Instructions for the task: List every line in the items that contains the word "dark".

Listed records:
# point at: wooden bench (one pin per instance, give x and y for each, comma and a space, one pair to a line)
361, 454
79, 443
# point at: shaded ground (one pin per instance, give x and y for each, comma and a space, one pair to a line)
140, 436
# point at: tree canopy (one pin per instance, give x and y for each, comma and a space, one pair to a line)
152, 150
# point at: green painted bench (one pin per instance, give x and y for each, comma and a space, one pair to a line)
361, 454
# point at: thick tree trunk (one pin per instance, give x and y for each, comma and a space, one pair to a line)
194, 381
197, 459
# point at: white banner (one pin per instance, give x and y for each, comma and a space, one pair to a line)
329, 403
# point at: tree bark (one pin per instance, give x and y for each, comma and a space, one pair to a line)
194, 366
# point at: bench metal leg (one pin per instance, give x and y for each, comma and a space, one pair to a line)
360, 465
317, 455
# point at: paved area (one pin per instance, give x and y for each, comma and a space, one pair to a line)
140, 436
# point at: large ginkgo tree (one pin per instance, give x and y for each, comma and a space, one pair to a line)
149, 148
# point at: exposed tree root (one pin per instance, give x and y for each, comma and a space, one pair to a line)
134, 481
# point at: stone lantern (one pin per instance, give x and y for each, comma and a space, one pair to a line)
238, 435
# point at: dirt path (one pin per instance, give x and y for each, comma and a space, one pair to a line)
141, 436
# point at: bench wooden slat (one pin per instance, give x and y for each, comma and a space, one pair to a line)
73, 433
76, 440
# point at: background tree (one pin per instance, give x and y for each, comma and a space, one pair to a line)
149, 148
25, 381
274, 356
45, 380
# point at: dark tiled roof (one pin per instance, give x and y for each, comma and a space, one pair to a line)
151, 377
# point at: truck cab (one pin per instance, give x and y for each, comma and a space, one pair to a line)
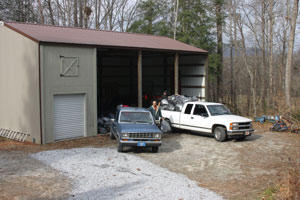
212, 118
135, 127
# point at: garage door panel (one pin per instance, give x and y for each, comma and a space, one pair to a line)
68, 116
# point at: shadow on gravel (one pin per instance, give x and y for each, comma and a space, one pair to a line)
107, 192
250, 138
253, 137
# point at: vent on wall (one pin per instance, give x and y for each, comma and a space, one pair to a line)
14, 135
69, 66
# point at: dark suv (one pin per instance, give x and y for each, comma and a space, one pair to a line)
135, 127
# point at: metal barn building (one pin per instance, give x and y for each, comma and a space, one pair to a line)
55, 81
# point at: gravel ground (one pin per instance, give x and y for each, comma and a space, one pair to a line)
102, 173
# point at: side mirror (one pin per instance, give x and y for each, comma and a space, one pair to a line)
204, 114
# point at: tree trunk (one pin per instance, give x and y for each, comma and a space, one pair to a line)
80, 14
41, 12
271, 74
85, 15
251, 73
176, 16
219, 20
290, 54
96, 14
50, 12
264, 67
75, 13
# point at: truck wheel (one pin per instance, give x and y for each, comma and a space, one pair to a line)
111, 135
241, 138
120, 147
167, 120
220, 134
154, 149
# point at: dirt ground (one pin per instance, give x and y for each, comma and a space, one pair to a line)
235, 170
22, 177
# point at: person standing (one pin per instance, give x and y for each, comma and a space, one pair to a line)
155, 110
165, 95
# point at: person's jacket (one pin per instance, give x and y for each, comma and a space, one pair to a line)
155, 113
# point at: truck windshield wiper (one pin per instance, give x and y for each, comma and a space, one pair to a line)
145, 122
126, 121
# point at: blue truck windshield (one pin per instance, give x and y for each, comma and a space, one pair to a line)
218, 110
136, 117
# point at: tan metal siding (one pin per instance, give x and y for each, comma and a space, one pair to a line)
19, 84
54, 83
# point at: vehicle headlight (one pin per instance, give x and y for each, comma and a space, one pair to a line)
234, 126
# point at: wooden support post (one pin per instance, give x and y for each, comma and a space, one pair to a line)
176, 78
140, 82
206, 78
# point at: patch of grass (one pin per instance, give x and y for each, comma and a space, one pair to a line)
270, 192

---

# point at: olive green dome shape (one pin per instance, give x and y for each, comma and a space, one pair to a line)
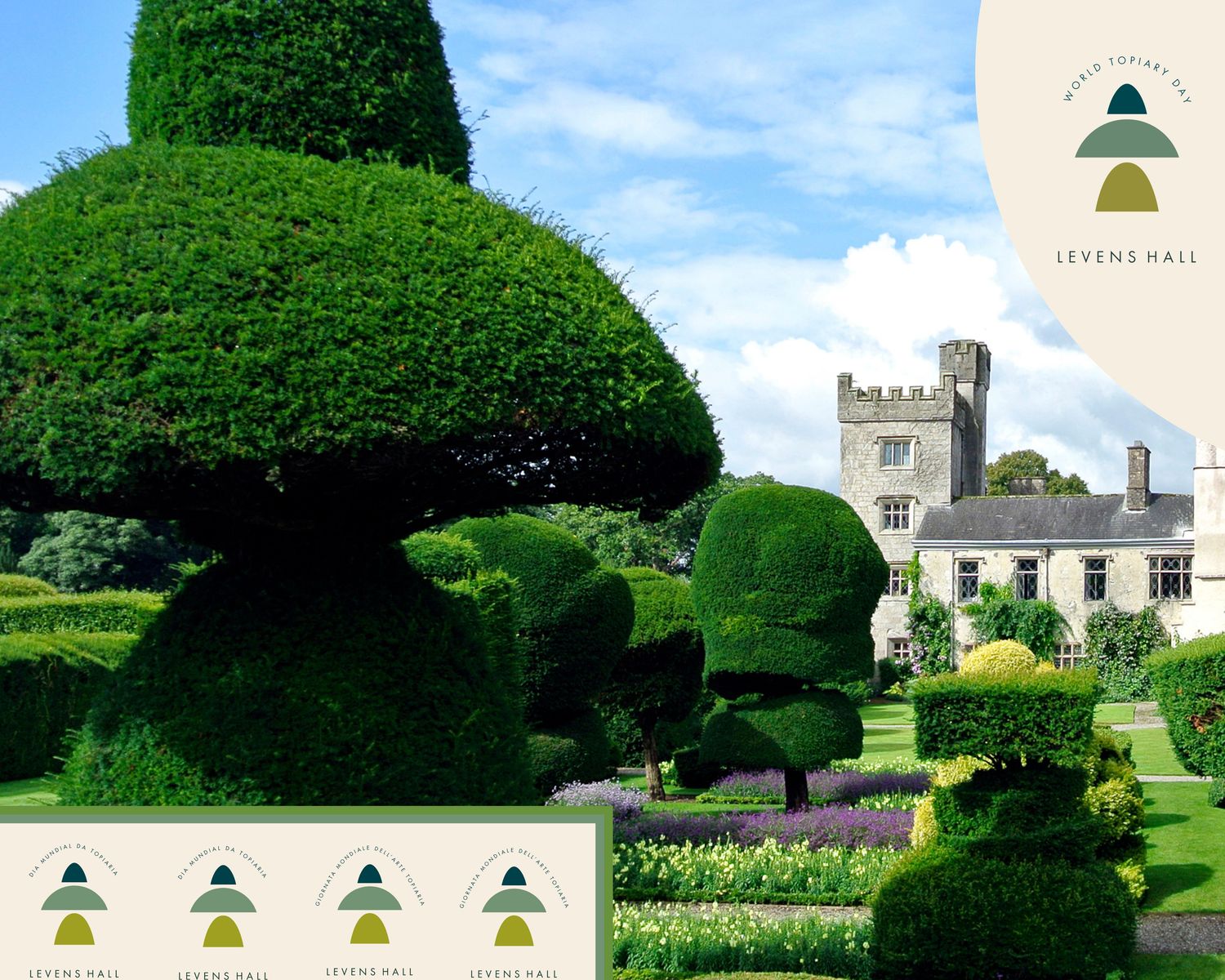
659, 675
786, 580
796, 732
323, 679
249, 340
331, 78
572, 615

Problem solution:
# point at: dark tiled roof (one pin per instance, give x and y for each, comma and a space, one pair to a line)
# point at: dark suv (one pin per instance, give x and y for each, comma and a space, one pair to a line)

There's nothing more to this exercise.